### Records provided ###

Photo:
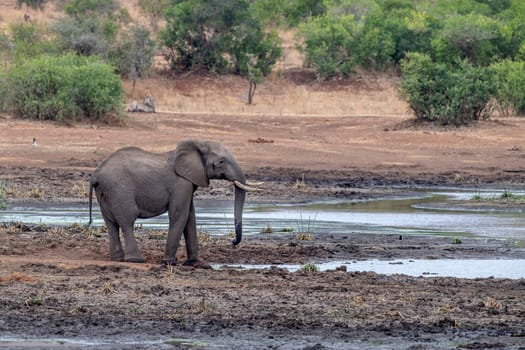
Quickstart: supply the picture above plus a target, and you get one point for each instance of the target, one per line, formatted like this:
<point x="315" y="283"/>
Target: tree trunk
<point x="251" y="91"/>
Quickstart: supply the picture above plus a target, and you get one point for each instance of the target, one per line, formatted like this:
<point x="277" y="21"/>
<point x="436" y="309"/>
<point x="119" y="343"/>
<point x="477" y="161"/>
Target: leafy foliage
<point x="508" y="78"/>
<point x="134" y="54"/>
<point x="221" y="36"/>
<point x="154" y="9"/>
<point x="478" y="38"/>
<point x="327" y="45"/>
<point x="88" y="8"/>
<point x="35" y="4"/>
<point x="86" y="36"/>
<point x="63" y="88"/>
<point x="443" y="93"/>
<point x="29" y="40"/>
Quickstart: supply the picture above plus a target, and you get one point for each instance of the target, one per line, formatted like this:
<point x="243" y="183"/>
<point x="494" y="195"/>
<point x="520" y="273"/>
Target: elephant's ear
<point x="190" y="163"/>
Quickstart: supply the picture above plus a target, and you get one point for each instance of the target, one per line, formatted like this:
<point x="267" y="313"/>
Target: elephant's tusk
<point x="244" y="187"/>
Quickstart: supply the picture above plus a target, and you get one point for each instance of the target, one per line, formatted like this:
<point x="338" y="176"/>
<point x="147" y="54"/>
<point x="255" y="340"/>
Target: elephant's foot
<point x="198" y="264"/>
<point x="117" y="258"/>
<point x="168" y="262"/>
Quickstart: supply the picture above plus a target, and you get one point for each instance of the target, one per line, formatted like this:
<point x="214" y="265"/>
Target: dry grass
<point x="279" y="94"/>
<point x="275" y="96"/>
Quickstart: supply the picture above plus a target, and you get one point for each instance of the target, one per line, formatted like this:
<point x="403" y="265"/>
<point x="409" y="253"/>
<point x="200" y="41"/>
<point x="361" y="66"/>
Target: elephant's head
<point x="200" y="161"/>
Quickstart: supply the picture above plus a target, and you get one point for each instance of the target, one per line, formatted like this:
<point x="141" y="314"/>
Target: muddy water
<point x="417" y="214"/>
<point x="421" y="213"/>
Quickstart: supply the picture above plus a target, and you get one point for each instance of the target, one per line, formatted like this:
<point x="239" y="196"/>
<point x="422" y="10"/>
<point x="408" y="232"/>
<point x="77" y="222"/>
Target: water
<point x="403" y="215"/>
<point x="459" y="268"/>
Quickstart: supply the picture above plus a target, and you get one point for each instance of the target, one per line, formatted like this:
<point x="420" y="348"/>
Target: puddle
<point x="68" y="343"/>
<point x="460" y="268"/>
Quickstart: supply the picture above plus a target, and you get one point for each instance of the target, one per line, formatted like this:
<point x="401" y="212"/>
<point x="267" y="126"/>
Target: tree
<point x="445" y="93"/>
<point x="327" y="43"/>
<point x="62" y="88"/>
<point x="134" y="54"/>
<point x="475" y="37"/>
<point x="222" y="36"/>
<point x="155" y="10"/>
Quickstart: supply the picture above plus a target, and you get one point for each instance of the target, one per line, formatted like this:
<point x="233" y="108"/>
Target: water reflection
<point x="402" y="215"/>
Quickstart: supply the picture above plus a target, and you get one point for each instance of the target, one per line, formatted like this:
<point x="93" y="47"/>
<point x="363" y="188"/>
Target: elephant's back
<point x="130" y="162"/>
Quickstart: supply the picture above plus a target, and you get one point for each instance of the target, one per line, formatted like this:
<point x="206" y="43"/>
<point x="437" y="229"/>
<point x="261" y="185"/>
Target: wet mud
<point x="58" y="283"/>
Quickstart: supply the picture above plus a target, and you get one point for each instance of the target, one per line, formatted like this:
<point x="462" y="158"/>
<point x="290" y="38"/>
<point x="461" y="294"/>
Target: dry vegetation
<point x="290" y="90"/>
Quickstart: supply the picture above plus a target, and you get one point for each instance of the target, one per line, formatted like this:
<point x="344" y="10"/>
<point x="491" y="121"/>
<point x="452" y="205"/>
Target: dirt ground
<point x="58" y="283"/>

###

▶ [Task description] Show every line of the records above that holds the word "water". Case counts.

▶ [Full output]
Target: muddy water
Target: water
Target: water reflection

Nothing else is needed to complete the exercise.